→ PAGE EXCERPT
* * * * * * * * *
Extract content from binary data asynchronously.

Returns a Task that will perform the extraction concurrently. The task can be awaited using Task.await/2 to retrieve the result.

Parameters

  • input - Binary data to extract from
  • mime_type - MIME type of the data (e.g., "application/pdf")
  • config - Optional ExtractionConfig struct, map, or keyword list (defaults to nil)

Returns

  • A Task that will resolve to {:ok, ExtractionResult.t()} or {:error, String.t()}

Examples

# Extract a PDF asynchronously
task = Kreuzberg.AsyncAPI.extract_async(pdf_binary, "application/pdf")
{:ok, result} = Task.await(task)
result.content

# With configuration
config = %Kreuzberg.ExtractionConfig{force_ocr: true}
task = Kreuzberg.AsyncAPI.extract_async(pdf_binary, "application/pdf", config)
{:ok, result} = Task.await(task)

# Using keyword list configuration
task = Kreuzberg.AsyncAPI.extract_async(
  data,
  "application/pdf",
  ocr: %{"enabled" => true}
)
{:ok, result} = Task.await(task)

extract_file_async(path, mime_type \\ nil, config \\ nil)

@spec extract_file_async(
  String.t() | Path.t(),
  String.t() | nil,
  Kreuzberg.ExtractionConfig.t() | map() | keyword() | nil
) :: Task.t({:ok, Kreuzberg.ExtractionResult.t()} | {:error, String.t()})

Extract content from a file asynchronously.

Returns a Task that will perform the file extraction concurrently. The task can be awaited using Task.await/2 to retrieve the result.

The MIME type can be explicitly provided or automatically detected from the file extension if not specified.

Parameters

  • path - File path as String or Path.t()
  • mime_type - Optional MIME type (defaults to nil for auto-detection)
  • config - Optional ExtractionConfig struct, map, or keyword list (defaults to nil)

Returns

  • A Task that will resolve to {:ok, ExtractionResult.t()} or {:error, String.t()}

Examples

# Extract a file asynchronously
task = Kreuzberg.AsyncAPI.extract_file_async("document.pdf", "application/pdf")
{:ok, result} = Task.await(task)

# Extract with auto-detection
task = Kreuzberg.AsyncAPI.extract_file_async("document.pdf")
{:ok, result} = Task.await(task)

# With configuration
config = %Kreuzberg.ExtractionConfig{force_ocr: true}
task = Kreuzberg.AsyncAPI.extract_file_async(
  "document.pdf",
  "application/pdf",
  config
)
{:ok, result} = Task.await(task)

# Extract multiple files concurrently
tasks = ["doc1.pdf", "doc2.pdf", "doc3.pdf"]
  |> Enum.map(&Kreuzberg.AsyncAPI.extract_file_async/1)
results = Task.await_many(tasks)
* * * * * * * * *
→ INFORMATION SUPPLIED
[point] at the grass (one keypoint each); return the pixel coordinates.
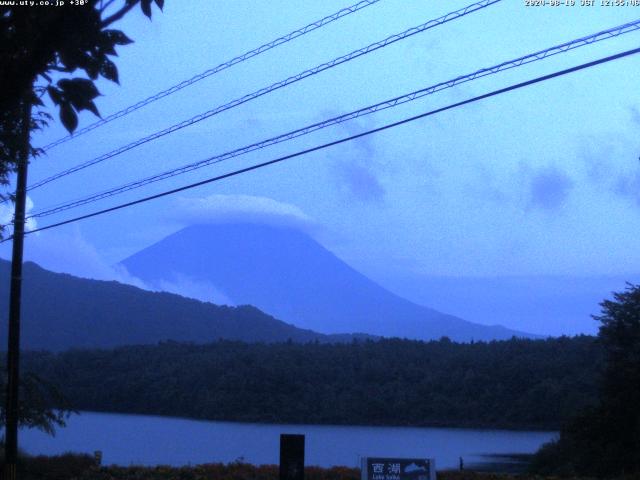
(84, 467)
* * * * * * * * *
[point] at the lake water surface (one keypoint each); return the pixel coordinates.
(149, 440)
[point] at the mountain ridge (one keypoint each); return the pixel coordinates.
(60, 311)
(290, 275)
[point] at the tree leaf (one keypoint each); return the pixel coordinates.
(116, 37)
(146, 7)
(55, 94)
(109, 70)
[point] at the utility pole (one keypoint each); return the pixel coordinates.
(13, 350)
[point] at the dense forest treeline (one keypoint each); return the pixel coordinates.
* * * * * * * * *
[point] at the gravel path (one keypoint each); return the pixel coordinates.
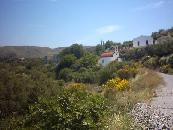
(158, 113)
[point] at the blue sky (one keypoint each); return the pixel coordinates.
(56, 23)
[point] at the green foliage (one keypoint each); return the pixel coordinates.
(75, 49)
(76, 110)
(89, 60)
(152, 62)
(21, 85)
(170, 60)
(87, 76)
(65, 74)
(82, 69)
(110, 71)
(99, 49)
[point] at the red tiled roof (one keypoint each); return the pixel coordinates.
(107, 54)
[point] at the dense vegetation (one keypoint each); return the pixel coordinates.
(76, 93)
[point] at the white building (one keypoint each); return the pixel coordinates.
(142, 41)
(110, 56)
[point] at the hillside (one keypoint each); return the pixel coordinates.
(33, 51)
* * * * * * * * *
→ PROBLEMS TO WORK ON
**A)** Summarize the Kreuzberg documentation in two sentences.
**B)** According to the Kreuzberg documentation, how does extract_file_async determine the MIME type if it is not specified?
**C)** Transcribe everything in the Kreuzberg documentation from "Returns a Task that will perform the file" down to "if not specified.".
The entries have no connection to the Kreuzberg documentation.

→ WORKED SOLUTIONS
**A)** The Kreuzberg documentation describes two functions, extract_async and extract_file_async, which extract content from binary data or from a file and return a Task that performs the extraction concurrently and can be awaited with Task.await/2. Both accept an optional config given as an ExtractionConfig struct, map, or keyword list, and extract_file_async can detect the MIME type automatically from the file extension when none is provided.

**B)** It detects it automatically from the file extension.

**C)**
Returns a Task that will perform the file extraction concurrently. The task can be awaited using Task.await/2 to retrieve the result.

The MIME type can be explicitly provided or automatically detected from the file extension if not specified.